● Problem statement
Can you copy the lines from the one that contains "Can you find the shallow" through the end of the material below, exactly and with nothing else?

● Task data
+ + + + +
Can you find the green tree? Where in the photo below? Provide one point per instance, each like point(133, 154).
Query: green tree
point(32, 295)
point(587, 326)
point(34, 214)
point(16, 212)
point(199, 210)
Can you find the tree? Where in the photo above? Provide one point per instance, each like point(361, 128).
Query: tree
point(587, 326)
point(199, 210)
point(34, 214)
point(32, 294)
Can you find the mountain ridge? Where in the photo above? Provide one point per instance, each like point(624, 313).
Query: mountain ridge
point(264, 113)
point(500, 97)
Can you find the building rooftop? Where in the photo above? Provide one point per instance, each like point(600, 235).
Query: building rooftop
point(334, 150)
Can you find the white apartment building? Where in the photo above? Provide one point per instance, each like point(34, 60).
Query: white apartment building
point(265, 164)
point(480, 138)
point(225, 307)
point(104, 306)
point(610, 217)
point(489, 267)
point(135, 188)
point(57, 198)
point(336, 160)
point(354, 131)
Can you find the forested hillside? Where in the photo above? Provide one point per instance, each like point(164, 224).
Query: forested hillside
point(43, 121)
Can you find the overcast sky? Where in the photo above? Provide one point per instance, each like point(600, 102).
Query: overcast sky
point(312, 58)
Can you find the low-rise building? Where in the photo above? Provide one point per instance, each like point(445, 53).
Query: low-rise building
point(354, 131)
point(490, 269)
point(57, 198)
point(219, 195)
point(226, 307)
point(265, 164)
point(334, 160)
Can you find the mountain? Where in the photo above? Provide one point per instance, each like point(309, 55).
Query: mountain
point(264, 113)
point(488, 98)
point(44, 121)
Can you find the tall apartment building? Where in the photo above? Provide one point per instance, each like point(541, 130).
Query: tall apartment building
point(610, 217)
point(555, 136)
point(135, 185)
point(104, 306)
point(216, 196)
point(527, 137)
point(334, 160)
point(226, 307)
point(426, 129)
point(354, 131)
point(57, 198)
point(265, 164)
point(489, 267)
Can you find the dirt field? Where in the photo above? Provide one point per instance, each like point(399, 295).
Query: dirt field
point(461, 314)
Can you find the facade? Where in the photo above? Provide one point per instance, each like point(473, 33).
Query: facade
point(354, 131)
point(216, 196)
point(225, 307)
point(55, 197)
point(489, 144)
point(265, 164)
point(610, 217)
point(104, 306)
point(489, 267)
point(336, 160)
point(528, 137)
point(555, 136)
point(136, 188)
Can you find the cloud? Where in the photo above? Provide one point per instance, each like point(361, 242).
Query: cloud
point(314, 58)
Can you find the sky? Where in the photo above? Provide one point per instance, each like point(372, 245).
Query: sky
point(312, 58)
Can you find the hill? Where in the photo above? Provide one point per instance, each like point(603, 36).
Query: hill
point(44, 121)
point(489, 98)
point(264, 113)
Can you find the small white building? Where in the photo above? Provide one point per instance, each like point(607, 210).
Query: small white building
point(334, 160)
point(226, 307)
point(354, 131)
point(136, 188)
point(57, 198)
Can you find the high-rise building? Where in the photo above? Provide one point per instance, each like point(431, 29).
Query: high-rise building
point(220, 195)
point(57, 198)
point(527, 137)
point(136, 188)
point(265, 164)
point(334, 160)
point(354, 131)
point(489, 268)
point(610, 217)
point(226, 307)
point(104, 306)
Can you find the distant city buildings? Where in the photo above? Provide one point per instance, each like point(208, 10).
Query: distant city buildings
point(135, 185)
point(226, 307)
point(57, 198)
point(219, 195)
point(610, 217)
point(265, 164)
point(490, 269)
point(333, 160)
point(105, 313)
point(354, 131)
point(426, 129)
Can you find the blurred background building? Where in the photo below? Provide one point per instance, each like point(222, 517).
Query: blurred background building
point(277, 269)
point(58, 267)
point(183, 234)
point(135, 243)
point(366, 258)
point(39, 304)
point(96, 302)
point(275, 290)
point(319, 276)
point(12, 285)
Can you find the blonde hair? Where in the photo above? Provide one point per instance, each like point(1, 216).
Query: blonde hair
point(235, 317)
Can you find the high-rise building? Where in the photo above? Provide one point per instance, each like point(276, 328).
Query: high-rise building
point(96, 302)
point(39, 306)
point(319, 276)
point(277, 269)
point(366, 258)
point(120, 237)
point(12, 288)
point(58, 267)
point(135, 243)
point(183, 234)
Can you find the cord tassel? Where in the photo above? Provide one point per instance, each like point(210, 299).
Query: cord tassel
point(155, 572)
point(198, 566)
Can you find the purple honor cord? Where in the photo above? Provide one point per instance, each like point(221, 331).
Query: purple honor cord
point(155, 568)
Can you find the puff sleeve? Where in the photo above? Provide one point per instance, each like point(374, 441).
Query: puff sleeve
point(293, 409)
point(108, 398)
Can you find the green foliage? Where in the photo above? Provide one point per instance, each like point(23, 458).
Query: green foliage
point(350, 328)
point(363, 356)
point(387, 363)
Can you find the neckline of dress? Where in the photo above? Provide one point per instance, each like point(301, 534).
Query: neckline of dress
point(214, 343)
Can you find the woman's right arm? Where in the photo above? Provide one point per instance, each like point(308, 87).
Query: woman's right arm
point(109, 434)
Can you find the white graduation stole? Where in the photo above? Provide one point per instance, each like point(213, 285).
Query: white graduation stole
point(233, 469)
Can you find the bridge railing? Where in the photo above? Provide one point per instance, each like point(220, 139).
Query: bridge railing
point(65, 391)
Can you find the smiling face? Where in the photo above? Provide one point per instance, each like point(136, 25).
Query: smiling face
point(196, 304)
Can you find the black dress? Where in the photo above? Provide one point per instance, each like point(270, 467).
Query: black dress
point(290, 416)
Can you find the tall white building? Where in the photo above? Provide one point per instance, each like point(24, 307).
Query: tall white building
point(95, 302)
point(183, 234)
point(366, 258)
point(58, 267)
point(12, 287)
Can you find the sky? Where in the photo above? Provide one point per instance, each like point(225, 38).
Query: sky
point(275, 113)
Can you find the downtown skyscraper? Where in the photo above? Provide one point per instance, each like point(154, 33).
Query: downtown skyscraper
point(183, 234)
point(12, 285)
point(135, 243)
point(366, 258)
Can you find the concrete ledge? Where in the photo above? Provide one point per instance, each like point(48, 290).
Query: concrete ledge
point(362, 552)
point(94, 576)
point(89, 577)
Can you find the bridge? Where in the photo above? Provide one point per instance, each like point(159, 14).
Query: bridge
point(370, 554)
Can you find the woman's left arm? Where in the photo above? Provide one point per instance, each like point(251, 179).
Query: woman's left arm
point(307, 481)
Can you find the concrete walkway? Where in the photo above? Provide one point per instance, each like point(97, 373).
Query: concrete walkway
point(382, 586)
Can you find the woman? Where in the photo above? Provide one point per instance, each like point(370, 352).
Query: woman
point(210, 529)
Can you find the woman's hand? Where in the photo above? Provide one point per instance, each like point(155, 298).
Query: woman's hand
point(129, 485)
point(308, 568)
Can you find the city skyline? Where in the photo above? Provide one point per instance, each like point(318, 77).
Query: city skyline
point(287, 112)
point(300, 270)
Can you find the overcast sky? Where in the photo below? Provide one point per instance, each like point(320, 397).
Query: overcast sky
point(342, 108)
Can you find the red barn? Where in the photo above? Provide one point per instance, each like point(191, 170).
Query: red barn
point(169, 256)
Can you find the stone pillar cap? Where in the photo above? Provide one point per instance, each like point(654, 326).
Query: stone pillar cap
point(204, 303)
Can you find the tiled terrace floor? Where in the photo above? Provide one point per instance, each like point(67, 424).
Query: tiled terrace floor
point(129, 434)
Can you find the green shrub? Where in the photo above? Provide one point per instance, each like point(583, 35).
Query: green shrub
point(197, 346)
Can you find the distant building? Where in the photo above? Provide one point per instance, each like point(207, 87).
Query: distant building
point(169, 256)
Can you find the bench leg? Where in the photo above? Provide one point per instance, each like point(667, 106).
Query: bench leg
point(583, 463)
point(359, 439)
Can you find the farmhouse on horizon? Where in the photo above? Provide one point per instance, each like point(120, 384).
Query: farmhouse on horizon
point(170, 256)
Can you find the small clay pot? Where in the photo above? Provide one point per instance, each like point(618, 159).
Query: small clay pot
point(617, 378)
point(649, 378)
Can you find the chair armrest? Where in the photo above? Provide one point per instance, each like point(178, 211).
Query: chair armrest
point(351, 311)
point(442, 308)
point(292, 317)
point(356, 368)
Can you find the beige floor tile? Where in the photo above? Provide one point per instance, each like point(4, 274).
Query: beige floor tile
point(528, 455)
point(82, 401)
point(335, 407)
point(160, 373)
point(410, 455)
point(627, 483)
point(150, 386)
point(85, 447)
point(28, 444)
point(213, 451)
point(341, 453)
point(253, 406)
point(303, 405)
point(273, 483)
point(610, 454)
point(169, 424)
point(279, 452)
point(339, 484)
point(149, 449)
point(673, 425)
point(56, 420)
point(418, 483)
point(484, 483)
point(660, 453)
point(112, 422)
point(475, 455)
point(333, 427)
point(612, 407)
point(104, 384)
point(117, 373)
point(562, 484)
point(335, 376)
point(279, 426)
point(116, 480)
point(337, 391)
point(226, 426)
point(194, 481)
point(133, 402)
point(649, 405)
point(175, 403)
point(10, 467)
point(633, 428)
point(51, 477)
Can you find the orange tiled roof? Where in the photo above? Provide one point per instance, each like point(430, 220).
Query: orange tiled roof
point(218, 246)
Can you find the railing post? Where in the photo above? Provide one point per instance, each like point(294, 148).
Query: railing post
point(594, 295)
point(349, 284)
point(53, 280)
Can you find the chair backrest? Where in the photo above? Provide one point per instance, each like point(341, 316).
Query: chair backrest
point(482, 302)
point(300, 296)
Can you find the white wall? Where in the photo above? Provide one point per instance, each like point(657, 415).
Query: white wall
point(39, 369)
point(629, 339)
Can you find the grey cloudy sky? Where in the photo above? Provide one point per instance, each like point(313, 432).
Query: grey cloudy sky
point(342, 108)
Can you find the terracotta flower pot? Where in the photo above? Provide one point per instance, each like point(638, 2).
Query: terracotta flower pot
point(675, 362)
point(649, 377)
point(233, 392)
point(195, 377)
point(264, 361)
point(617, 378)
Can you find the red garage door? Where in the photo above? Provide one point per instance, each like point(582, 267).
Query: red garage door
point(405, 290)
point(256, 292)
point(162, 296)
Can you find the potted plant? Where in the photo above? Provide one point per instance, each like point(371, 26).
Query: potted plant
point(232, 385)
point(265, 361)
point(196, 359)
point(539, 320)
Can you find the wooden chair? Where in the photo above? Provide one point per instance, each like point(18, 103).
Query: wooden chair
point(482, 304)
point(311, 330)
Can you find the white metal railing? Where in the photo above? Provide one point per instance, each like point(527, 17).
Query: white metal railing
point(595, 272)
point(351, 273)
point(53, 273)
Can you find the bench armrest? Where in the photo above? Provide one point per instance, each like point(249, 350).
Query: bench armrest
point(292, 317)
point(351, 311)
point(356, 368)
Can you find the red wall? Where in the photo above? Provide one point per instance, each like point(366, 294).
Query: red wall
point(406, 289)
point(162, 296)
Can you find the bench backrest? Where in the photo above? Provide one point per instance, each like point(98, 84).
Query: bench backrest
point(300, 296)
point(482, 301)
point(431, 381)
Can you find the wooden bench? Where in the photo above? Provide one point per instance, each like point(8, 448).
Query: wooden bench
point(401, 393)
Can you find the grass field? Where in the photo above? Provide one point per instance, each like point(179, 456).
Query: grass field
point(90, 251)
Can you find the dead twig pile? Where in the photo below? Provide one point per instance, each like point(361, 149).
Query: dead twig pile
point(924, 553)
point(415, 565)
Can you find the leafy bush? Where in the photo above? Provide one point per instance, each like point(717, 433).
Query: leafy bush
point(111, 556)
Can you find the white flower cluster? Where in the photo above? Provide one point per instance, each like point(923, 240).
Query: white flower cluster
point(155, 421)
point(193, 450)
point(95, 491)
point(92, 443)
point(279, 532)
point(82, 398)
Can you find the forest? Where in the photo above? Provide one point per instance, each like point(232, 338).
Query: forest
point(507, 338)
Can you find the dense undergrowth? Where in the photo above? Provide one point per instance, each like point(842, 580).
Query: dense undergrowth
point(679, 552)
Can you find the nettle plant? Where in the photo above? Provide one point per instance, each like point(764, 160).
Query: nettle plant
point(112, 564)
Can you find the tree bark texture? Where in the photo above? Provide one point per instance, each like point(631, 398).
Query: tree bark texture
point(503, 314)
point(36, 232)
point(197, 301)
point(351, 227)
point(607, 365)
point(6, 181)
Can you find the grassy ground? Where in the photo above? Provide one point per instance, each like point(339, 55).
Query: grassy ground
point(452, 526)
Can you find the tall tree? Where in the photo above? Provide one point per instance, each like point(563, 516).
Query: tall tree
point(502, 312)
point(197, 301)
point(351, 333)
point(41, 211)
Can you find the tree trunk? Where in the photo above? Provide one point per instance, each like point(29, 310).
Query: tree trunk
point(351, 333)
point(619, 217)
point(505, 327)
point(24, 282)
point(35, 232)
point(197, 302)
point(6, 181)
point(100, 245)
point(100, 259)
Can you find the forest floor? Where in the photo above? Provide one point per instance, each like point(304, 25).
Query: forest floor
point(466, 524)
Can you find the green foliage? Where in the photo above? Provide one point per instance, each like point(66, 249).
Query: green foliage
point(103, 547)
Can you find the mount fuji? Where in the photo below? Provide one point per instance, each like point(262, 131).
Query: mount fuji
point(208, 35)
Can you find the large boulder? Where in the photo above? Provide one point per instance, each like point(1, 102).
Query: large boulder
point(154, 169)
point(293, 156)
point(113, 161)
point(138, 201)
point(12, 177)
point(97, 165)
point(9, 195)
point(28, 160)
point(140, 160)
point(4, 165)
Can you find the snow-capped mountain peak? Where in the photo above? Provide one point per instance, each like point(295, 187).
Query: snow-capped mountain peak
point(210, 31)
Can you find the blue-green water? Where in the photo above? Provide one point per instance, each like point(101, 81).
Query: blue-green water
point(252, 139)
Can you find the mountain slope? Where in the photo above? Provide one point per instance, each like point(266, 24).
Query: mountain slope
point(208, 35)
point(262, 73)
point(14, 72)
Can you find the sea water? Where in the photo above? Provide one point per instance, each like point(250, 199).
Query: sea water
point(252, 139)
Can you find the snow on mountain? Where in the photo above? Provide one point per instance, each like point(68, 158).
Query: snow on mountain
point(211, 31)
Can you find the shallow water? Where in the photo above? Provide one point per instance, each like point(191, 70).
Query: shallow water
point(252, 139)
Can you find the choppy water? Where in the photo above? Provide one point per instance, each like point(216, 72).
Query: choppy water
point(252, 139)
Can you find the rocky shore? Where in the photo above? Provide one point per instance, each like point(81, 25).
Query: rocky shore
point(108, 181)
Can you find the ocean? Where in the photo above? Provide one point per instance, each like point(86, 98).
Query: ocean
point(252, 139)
+ + + + +
● Result
Can you find the shallow water? Where in the photo above? Provide one point per instance, each like point(191, 70).
Query: shallow water
point(252, 139)
Can you find the choppy water? Where in the photo above? Provide one point per instance, each like point(216, 72).
Query: choppy water
point(252, 139)
Can you find the rocky shore? Where in the photo above? Provide one point per instance, each like point(81, 25).
Query: rocky shore
point(108, 181)
Can you find the ocean? Where in the photo above? Provide one point per instance, each like point(86, 98).
Query: ocean
point(252, 139)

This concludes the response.